» **Texto**:

• • • •

Ni noche de paz ni noche de amor. «Más que ‘Feliz Navidad’, este año hay que saludar con un ‘Triste Navidad'», se aflige Daniel González, vendedor ambulante de palitos helados. Abatido, vocea sus gélidas mercancías en el ingreso al ilusorio Parque Navideño porteño, erigido en el siempre ilusorio barrio de Palermo. Mucho brillo, muchos collares de luces, pocos clientes. 

El espacio temático es financiado por el Gobierno de la Ciudad. Se anuncia hace semanas con bombos y platillos, o más bien con insufribles villancicos pop. Un ágape con entrada libre y gratuita que permite gozar de una empalagosa puesta en escena navideña. Y de muy diversas postales de masas inofensivas, esas que tanto gustan al paladar oficialista. Desde luego, y según reza la web oficial, el convite también ofrece la posibilidad, en este diciembre tórrido, de «seguir creyendo en la magia de la Navidad». «Magia voy a tener que hacer para regalarles algo a mis pibes», se despide en llamas el heladero González, con el espíritu navideño derretido. 

Estoico, botellita de agua en mano, un Cascanueces recibe a las familias con su mejor sonrisa fotogénica, ¿o será una mueca? El colorido militar, ataviado con chaqueta y botas invernales, resiste casi sin chistar la embestida del sol. «Totalmente de acuerdo, señor, se transpira demasiado. Ya es hora de dejar de lado estas vestimentas, que son más del norte de Europa, del frío. Desde que arranqué a trabajar me pregunto cómo sería una Navidad más de acá, más gauchesca. Todos en chiripá», bromea Diego Nicanor, el hombre detrás del personaje.

• • • •

» **Listado de datos**:
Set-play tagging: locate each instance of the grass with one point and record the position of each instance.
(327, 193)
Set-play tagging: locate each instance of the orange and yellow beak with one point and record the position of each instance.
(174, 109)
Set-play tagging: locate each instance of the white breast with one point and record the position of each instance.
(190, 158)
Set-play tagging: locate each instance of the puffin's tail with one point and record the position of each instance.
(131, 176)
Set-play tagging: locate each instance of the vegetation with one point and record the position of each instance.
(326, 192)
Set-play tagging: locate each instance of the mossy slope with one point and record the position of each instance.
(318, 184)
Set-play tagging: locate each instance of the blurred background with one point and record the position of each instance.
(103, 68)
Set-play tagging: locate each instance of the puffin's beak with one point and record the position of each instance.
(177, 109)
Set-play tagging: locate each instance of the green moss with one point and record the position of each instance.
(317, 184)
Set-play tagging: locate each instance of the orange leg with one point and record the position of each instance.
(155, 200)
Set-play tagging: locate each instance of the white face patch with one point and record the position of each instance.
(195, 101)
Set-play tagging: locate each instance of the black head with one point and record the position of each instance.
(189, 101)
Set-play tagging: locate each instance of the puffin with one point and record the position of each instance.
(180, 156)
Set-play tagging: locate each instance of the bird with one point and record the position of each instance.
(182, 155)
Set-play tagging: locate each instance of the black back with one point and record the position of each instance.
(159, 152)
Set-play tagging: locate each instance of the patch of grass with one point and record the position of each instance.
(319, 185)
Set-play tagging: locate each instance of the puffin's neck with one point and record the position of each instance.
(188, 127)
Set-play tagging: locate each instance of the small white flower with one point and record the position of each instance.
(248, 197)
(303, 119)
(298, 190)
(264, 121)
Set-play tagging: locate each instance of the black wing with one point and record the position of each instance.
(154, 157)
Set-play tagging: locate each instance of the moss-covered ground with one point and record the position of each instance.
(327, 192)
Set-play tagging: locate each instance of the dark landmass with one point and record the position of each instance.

• • • •

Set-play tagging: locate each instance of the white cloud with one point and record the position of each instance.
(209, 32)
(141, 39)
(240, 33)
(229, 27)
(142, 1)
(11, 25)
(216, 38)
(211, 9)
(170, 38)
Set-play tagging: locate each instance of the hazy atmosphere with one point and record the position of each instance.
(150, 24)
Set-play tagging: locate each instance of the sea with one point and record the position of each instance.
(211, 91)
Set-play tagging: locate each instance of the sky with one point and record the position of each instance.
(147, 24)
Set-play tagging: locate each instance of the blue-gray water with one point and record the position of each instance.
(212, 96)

• • • •

» **Ejercicios**:
1. Contesta estas preguntas sobre el texto del Parque Navideño:
(a) ¿Qué vende Daniel González?
(b) ¿Quién financia el espacio temático?
(c) ¿Cómo se llama el hombre detrás del Cascanueces?
2. Busca en los registros cada línea que contenga la palabra "grass" y cópiala. Ten en cuenta las mayúsculas y minúsculas.

» **Soluciones**:
1.
(a) Palitos helados.
(b) El Gobierno de la Ciudad.
(c) Diego Nicanor.

2.
Set-play tagging: locate each instance of the grass with one point and record the position of each instance.
Set-play tagging: locate each instance of the patch of grass with one point and record the position of each instance.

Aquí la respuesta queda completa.